> _取り組む問題_
1 > 金継ぎの記事によると、近年は素人でも簡単に金継ぎで修理できるように何が発売されているか。
2 > 金継ぎの記事の続きを書け。

> _元の文章_

陶器などの器に入ったひびや欠け・割れなどを修理する際に、よく用いられている日本の伝統技術の一つである金継ぎ。
伝統的な修理法だけあって、熟練の技術がなければ金継ぎで修理することができないかと思われがちです。
でも、実はそんなことはありません。
近年では、素人でも簡単に金継ぎによる修理ができるように、キット・セットも発売されているんです。
このようなキット・セットを使えば、簡単に陶器のひび割れや欠けなどを美しく修理できるのでおすすめ。
そこで本記事では、この金継ぎのキット・セットや、金継ぎのやり方を紹介していきます。
ぜひ、参考にしてみてくださいね。
金継ぎのキット・セットって何?
金継ぎは、物を大切にする日本の生んだ伝統的な修復技術の一つです。
なので、素人には安易に手を付けることはできず、職人の技術力がなければ、金継ぎは難しいと誰もが思うのではないでしょうか。
ところが近年では、手軽に金継ぎが行えるキット・セットが販売されています。
それどころか、ワークショップなどでも楽しく教えてもらいながら、金継ぎのスキルを身につけるもできます。
では、その金継ぎキット・セットって、どんなものが入っているのでしょうか。
金継ぎのキット・セットの主な内容
金継ぎのキット・セットは、各商品ごとに梱包されているアイテムが異なるかと思いますが、主なものとして梱包されているアイテムは、
- 漆
- 木の粉
- 細かい土
- 小麦粉
- 金属粉
- ヘラ
- 小筆
- ゴム手袋
- 作業板
- マニュアル
などが、主なところではないでしょうか。

> _表示情報_
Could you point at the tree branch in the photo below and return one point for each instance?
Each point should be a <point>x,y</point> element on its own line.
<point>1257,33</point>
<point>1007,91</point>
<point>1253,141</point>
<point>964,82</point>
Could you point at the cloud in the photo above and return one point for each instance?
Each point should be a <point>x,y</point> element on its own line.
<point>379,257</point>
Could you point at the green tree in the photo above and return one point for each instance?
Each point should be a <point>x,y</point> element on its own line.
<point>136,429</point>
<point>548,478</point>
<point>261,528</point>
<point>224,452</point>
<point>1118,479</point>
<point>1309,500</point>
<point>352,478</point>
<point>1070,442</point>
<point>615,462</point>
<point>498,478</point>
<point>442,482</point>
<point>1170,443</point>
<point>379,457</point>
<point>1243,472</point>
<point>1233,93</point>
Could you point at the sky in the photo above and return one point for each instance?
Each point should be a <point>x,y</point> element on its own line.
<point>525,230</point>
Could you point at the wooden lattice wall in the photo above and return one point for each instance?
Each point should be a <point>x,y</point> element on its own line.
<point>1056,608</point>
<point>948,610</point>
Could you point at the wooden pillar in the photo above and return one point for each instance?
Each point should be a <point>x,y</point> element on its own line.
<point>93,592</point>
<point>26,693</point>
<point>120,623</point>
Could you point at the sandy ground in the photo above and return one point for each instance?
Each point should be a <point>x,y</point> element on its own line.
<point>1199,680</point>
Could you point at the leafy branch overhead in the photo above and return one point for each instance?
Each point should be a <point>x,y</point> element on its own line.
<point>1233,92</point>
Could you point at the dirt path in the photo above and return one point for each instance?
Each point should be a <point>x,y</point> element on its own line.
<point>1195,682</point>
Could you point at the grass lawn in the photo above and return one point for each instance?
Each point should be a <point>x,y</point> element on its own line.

> _解答_
1 > 金継ぎのキット・セットが発売されている。

2 >
まぁこれだけが、ワンセットとして梱包されているのであれば、素人でも気軽に金継ぎを行うことができると思います。
金継ぎって、どうやったらできるのか…
と不安な人は、ぜひ金継ぎのキット・セットを購入して、挑戦してみてください。
より簡単に金継ぎを行うためのものなので、とくに初心者は一度試してみましょう。
金継ぎの簡単なやり方
金継ぎって、難しいと思う人もいるかもしれませんが、実際は誰でも簡単にできます。
金継ぎキット・セットの中には、詳しいやり方を説明したマニュアル梱包されていて、より簡単にできるようにしているものもあります。
ただ、中にはマニュアルが梱包されていないもの、また梱包されていても分かりづらいものもあるかもしれません。
そこで、ここからは、あくまで簡単な金継ぎのやり方を、ざっくりではありますが紹介していきたいと思います。
金継ぎのやり方1 接着剤(パテ)の制作
まず最初にすべきことは、割れた破片や、欠けた部分・ヒビが入ったところへの補填をするために必要となる接着剤の制作です。
基本的に漆だけでは破片をくっつける接着力が乏しいため、
小麦粉と水・木粉などを合わせて、ガムほどの粘着力
をもたせるまで練り込みます。
目安としてはスプーン擦り切れ一杯で練り合わせればOK。
これで、接着剤というパテが出来上がります。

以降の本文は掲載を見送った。